#### READING PASSAGE
:::::
Contrary to a lot of internet hubbub, maple, even non-laminate, is extremely strong and stable. Especially if of high quality, well seasoned, and quartersawn. There are thousands of 50's and 60's Fenders which can attest to that, and even more old Charvels, Jacksons, Ibanez, etc. which are two or more decades in age. 

The hate for single piece maple comes down to a few factors:
- It's not "special", tons of guitars have it and thus people on the internet find it too pedestrian. Much like the rosewood hate. 
- Tons of cheap shitty guitars have shitty maple necks. 
- Most folks have no idea how to maintain their instruments.


----------



## frank falbo (Mar 7, 2013)

Clarify the design. You're saying there will be 2 CF strips? Will they be directly at the strips? In other words will you remove most of this strip wood anyway when you route a channel for the CF? Just thinking it through. If so, then its far less important and you want to make sure the wood takes glue joints well, since it'll be thin in most of the critical areas.


----------



## Nile (Mar 7, 2013)

I have a Yamaha guitar with a single piece maple neck (non-quartersawn.) Its around seven years old and I've never maintained it or even touched the truss rod. Its never needed one ever. The thing doesn't move.


----------



## axxessdenied (Mar 7, 2013)

Cooked / Roasted Maple. Very stable and SEXY AS HEEEEELL!


----------



## teleofseven (Mar 7, 2013)

drawnacrol said:


> Carbon Fibre? Not a wood obviously but I've heard this can be used in necks since it will never move/expand/crack etc



CF rods will be placed in the neck.
:::::
#### GIVEN INFORMATION
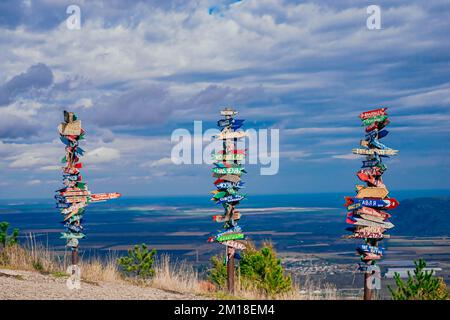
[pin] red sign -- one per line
:::::
#### TASKS FOR THIS EXERCISE
1: Reproduce verbatim the stretch of the maple guitar neck thread from "The hate for" through "the rosewood hate.".
2: In the maple guitar neck thread, how old does Nile say his Yamaha guitar is?
3: Extend the forum thread on maple guitar necks, picking up after its final post.
The material comes from a source separate from the forum thread on maple guitar necks.

#### RESPONSES PER TASK
1:
The hate for single piece maple comes down to a few factors:
- It's not "special", tons of guitars have it and thus people on the internet find it too pedestrian. Much like the rosewood hate.

2: It is around seven years old.

3:
edit: some people are saying their factory built necks don't warp. while that may be true, you cannot be sure of the quality of the wood the supplier sells to a consumer.
for all i know (and maybe even the supplier) the wood they sell is bought from a company that has just cut the wood from the forrest, and sold the pieces to the supplier. they may have kept the wood in a dry place and let time dry the wood out. which is not like how factories get their wood and then dry them in ovens ect.
i do not have the same tools factories have to make their necks stable, such as high pressure clamps or drying ovens. i do cannot know anything about the history of the wood. factories also have the ability to choose their woods and measure their humidity. they can also scrap a bad neck right at the production line. which is something an average hobby guitar builder cannot do.

once you manufacture that wood you've bought, start shawing wood off of it, it may release tensions and it may warp. which is what happened to my most recent project's neck. granted it had a one piece flat sawn maple neck, but that whole incident gave me the fear of it happening again. i was lucky that the trussrod could straighten it enough to be playable. but if it couldn't have saved the neck, replacing the neck would've been a fucking nightmare, since it's a set neck! i never ever want to make a neck again, blindly believing that it'll stay straight. i want to make sure it'll be as stable as possible.

as i said, i am paranoid about it. 

i cannot know for sure the quality of the wood, before i start or am done with working on it. all i know is the specs and what the supplier tells me about it suppliers can say (lie) whatever they want, try sending a completed neck back to them and demand a refund.

i've seen several 5 piece necks that still have CF rods in them and the glue holds well. titebond to my understanding is stronger than any wood, the wood will break before the glue does.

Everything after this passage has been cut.